BRANO DI TESTO:
------------------------

Chissà se riuscirà mai a recuperare la vista dall’occhio preso a bastonate. Da allora c’è chi ha smesso per sempre di gettare le reti. E chi ancora non riesce a camminare senza zoppicare. Le sevizie subite dai pescatori siciliani sequestrati un anno fa in Libia sono il capitolo meno noto dei giorni che nessuno di loro riesce a dimenticare. E c’è un volto che vorrebbero vedere davanti a un tribunale. Un volto mai identificato, ma che adesso ha un nome e una faccia da mostrare.
Il boia di Bengasi ogni notte faceva ascoltare ai pescatori siciliani il pianto disperato dei torturati in nome di Haftar. Dopo 108 giorni di prigionia di lui avevano raccontato molto ai magistrati, ma non c’era neanche una foto da identificare.
Fino a quando gli viene mostrato un vecchio reportage dell’emittente francese “Arte”. E al minuto 3 appare lui. Qualcuno ha pianto alla vista dell’aguzzino. I più urlano di rabbia. Imprecano.

------------------------

[Estratti del dataset di puntamento]
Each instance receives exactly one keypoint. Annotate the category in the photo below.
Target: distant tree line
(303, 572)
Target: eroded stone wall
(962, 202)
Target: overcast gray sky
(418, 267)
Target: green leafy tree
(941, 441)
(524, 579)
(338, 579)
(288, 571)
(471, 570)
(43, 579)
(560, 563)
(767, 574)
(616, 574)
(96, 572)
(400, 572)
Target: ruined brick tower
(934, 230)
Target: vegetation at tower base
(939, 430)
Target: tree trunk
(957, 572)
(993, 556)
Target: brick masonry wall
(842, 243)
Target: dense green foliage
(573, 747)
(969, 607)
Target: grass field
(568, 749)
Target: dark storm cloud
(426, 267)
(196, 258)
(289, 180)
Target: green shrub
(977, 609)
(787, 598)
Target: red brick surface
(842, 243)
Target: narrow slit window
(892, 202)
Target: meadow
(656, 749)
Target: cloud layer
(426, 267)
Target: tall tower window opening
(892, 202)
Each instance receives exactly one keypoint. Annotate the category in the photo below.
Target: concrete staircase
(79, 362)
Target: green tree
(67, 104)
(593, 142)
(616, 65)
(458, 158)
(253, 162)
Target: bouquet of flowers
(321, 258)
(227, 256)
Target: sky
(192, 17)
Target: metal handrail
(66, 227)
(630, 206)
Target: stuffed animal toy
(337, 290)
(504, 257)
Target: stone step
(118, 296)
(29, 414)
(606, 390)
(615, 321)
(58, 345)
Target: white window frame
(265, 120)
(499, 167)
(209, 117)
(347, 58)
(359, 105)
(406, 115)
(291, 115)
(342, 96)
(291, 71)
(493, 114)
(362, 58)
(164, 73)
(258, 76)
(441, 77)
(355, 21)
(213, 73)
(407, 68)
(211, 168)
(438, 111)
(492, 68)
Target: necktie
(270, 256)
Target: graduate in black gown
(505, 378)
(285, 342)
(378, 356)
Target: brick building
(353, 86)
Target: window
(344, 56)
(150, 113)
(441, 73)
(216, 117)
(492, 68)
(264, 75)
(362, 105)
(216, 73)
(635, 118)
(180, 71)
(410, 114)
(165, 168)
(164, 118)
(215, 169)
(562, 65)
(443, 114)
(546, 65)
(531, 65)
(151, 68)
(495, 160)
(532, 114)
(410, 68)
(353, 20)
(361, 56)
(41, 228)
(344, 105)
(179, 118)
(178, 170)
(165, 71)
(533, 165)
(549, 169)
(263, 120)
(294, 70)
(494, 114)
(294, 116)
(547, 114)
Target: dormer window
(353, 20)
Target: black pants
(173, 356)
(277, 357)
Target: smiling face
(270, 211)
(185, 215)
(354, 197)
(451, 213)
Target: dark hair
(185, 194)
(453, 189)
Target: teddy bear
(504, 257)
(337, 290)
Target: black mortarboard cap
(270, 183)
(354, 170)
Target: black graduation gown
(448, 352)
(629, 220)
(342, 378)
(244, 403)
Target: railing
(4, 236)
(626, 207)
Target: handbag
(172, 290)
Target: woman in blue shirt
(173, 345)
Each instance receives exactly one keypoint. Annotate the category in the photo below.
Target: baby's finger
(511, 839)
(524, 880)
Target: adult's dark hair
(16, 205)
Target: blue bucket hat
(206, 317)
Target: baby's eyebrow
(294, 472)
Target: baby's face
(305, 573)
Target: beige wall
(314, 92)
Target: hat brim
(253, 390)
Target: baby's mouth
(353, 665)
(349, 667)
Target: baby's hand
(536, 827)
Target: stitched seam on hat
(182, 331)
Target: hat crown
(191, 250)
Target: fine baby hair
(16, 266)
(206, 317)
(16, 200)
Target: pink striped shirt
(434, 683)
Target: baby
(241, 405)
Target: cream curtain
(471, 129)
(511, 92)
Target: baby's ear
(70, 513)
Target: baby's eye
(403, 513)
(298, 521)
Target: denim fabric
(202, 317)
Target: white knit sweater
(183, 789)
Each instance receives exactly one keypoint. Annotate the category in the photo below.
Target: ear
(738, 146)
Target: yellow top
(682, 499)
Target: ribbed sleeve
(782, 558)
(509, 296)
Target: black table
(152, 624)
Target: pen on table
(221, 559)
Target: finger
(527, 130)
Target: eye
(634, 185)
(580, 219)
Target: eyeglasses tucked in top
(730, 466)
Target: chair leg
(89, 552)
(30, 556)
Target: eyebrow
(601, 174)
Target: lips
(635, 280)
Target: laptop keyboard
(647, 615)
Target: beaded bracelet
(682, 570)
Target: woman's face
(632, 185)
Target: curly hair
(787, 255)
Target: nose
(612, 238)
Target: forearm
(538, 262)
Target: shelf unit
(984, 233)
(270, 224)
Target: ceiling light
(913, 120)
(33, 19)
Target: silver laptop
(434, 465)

------------------------

COMPITI SCRITTI:
1 > Secondo il brano di testo, quanti giorni di prigionia hanno trascorso i pescatori siciliani?
2 > Indica se ciascuna affermazione concorda con il brano di testo, rispondendo sì o no e citando le parole decisive: (a) i pescatori siciliani sono stati sequestrati un anno fa in Libia; (b) i magistrati avevano una foto del boia di Bengasi da identificare; (c) il boia compare al minuto 3 di un reportage dell’emittente francese “Arte”.
3 > Stampa la parte del brano di testo che si apre con le parole contenenti "Il boia di Bengasi" e si chiude con "foto da identificare.".

RISULTATI PER COMPITO:
1 > 108 giorni.

2 >
(a) Sì: «sequestrati un anno fa in Libia».
(b) No: «non c’era neanche una foto da identificare».
(c) Sì: «E al minuto 3 appare lui».

3 >
Il boia di Bengasi ogni notte faceva ascoltare ai pescatori siciliani il pianto disperato dei torturati in nome di Haftar. Dopo 108 giorni di prigionia di lui avevano raccontato molto ai magistrati, ma non c’era neanche una foto da identificare.